* _What this task involves_: Are you able to quote each entry exactly as written?

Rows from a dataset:
[Start]

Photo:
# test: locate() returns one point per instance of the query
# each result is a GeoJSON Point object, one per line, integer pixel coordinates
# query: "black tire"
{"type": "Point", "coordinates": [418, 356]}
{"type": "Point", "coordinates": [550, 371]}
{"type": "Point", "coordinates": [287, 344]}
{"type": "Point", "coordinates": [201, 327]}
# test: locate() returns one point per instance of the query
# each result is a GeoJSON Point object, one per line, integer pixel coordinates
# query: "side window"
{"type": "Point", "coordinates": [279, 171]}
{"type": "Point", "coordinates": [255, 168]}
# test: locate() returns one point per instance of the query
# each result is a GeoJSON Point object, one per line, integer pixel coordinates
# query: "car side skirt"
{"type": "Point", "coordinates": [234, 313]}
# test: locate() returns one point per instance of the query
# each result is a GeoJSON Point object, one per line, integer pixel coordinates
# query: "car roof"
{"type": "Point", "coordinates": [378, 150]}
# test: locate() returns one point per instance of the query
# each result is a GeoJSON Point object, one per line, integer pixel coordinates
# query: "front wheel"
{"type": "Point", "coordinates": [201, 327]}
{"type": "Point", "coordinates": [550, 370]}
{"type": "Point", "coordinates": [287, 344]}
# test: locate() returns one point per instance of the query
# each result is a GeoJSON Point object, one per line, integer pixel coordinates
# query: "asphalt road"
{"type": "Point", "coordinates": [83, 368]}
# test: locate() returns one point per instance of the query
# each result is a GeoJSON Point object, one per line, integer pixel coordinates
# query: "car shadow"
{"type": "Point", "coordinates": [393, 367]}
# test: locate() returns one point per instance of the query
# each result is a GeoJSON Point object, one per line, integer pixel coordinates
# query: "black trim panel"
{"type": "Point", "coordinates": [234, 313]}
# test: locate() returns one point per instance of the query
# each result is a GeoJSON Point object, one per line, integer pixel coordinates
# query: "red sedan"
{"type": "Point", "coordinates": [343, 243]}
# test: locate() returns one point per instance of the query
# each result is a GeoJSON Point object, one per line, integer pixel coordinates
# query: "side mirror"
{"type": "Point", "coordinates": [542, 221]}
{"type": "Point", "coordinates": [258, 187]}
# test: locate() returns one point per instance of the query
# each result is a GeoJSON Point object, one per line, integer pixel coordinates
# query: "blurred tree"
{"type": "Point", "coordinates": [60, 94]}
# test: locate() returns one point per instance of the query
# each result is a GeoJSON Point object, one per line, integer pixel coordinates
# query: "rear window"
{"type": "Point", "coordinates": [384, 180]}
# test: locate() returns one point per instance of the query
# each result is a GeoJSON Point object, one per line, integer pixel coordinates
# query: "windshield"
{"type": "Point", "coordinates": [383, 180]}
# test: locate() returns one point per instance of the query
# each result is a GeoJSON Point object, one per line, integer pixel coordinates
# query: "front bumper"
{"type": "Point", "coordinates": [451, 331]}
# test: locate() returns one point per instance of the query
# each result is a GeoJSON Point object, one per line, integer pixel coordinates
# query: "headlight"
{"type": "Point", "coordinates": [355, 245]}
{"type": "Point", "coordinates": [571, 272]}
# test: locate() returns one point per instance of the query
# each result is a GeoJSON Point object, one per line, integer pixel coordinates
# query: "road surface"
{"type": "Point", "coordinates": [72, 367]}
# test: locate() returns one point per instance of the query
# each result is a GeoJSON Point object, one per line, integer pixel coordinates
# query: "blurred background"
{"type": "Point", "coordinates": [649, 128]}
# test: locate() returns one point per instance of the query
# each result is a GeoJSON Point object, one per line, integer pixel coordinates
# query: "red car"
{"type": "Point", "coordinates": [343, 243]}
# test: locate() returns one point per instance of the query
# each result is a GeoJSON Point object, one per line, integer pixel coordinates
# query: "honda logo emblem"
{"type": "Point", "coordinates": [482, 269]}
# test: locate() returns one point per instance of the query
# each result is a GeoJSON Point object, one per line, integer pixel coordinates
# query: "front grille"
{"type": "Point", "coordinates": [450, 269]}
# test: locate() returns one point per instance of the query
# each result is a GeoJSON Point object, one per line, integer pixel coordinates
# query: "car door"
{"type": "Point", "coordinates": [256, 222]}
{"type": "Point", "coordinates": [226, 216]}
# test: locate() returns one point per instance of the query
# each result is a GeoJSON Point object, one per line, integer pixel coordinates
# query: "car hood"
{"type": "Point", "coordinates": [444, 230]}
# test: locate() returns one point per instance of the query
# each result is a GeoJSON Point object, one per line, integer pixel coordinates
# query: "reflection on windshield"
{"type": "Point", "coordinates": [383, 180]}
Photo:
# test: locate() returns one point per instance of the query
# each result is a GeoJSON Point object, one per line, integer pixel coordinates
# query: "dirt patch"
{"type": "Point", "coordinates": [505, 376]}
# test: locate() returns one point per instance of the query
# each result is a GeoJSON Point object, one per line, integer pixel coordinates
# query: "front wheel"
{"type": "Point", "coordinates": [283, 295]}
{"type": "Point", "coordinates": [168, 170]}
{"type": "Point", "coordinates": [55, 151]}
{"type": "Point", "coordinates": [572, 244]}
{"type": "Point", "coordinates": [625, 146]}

[End]

* _Solution below_:
Photo:
# test: locate() returns one point per instance of the query
# each result is a GeoJSON Point object, one per line, integer pixel coordinates
# query: "black tire"
{"type": "Point", "coordinates": [418, 356]}
{"type": "Point", "coordinates": [550, 371]}
{"type": "Point", "coordinates": [287, 344]}
{"type": "Point", "coordinates": [201, 327]}
# test: locate() returns one point per instance of the query
# each result is a GeoJSON Point object, one per line, integer pixel coordinates
# query: "side window"
{"type": "Point", "coordinates": [279, 171]}
{"type": "Point", "coordinates": [255, 168]}
# test: locate() returns one point per instance of the query
# each result is a GeoJSON Point object, one per line, integer pixel coordinates
# query: "car side skirt"
{"type": "Point", "coordinates": [234, 313]}
# test: locate() returns one point per instance of the query
# each result is a GeoJSON Point object, one per line, integer pixel coordinates
# query: "car roof"
{"type": "Point", "coordinates": [378, 150]}
# test: locate() returns one point per instance of the query
# each result is a GeoJSON Point object, one per line, integer pixel coordinates
# query: "front wheel"
{"type": "Point", "coordinates": [201, 327]}
{"type": "Point", "coordinates": [550, 370]}
{"type": "Point", "coordinates": [287, 344]}
# test: locate() returns one point per instance of the query
# each result is a GeoJSON Point object, one per line, integer pixel coordinates
# query: "asphalt road"
{"type": "Point", "coordinates": [83, 368]}
# test: locate() returns one point per instance of the query
# each result is a GeoJSON Point object, one per line, integer pixel coordinates
# query: "car shadow"
{"type": "Point", "coordinates": [393, 367]}
# test: locate() returns one point per instance of the query
# each result is a GeoJSON Point object, one per line, integer pixel coordinates
# query: "black trim panel"
{"type": "Point", "coordinates": [234, 313]}
# test: locate() returns one point per instance of the query
# each result is a GeoJSON Point object, one per line, integer pixel coordinates
# query: "red sedan"
{"type": "Point", "coordinates": [343, 243]}
# test: locate() returns one point per instance of the query
# each result is a GeoJSON Point object, one per line, integer pixel coordinates
# query: "side mirror"
{"type": "Point", "coordinates": [542, 221]}
{"type": "Point", "coordinates": [258, 187]}
# test: locate() returns one point per instance of the query
# each result is a GeoJSON Point object, one per line, integer pixel coordinates
# query: "blurred tree"
{"type": "Point", "coordinates": [60, 94]}
# test: locate() returns one point per instance of the query
# each result is a GeoJSON Point object, one per line, integer pixel coordinates
# query: "rear window"
{"type": "Point", "coordinates": [384, 180]}
# test: locate() returns one point per instance of the query
# each result is a GeoJSON Point object, one per line, integer pixel coordinates
# query: "windshield"
{"type": "Point", "coordinates": [383, 180]}
# test: locate() returns one point per instance of the query
# each result is a GeoJSON Point object, one per line, integer pixel coordinates
# query: "front bumper"
{"type": "Point", "coordinates": [451, 331]}
# test: locate() returns one point per instance of the query
# each result is a GeoJSON Point object, one per line, integer pixel coordinates
# query: "headlight"
{"type": "Point", "coordinates": [355, 245]}
{"type": "Point", "coordinates": [571, 272]}
# test: locate() returns one point per instance of the query
# each result is a GeoJSON Point object, one per line, integer pixel coordinates
# query: "road surface"
{"type": "Point", "coordinates": [72, 367]}
# test: locate() returns one point per instance of the query
# each result is a GeoJSON Point object, one per line, integer pixel coordinates
# query: "blurred background"
{"type": "Point", "coordinates": [649, 128]}
# test: locate() returns one point per instance of the query
# each result is a GeoJSON Point object, one per line, integer pixel coordinates
# query: "red car"
{"type": "Point", "coordinates": [343, 243]}
# test: locate() returns one point per instance of the query
# each result is a GeoJSON Point object, one per line, integer pixel coordinates
# query: "honda logo emblem"
{"type": "Point", "coordinates": [482, 269]}
# test: locate() returns one point per instance of the query
# each result is a GeoJSON Point object, one per line, integer pixel coordinates
# query: "front grille"
{"type": "Point", "coordinates": [450, 269]}
# test: locate() returns one point per instance of the query
# each result is a GeoJSON Point object, one per line, integer pixel coordinates
# query: "car door"
{"type": "Point", "coordinates": [256, 222]}
{"type": "Point", "coordinates": [226, 216]}
# test: locate() returns one point per instance of the query
# each result is a GeoJSON Point object, one per line, integer pixel coordinates
# query: "car hood"
{"type": "Point", "coordinates": [444, 230]}
# test: locate() returns one point per instance of the query
# each result is a GeoJSON Point object, one per line, integer pixel coordinates
# query: "reflection on windshield"
{"type": "Point", "coordinates": [383, 180]}
Photo:
# test: locate() returns one point per instance of the query
# each result is a GeoJSON Point object, one per line, integer pixel coordinates
# query: "dirt patch"
{"type": "Point", "coordinates": [505, 376]}
# test: locate() returns one point per instance of the query
# each result is a GeoJSON Point object, one per line, integer pixel coordinates
# query: "front wheel"
{"type": "Point", "coordinates": [283, 295]}
{"type": "Point", "coordinates": [168, 170]}
{"type": "Point", "coordinates": [55, 151]}
{"type": "Point", "coordinates": [572, 244]}
{"type": "Point", "coordinates": [625, 146]}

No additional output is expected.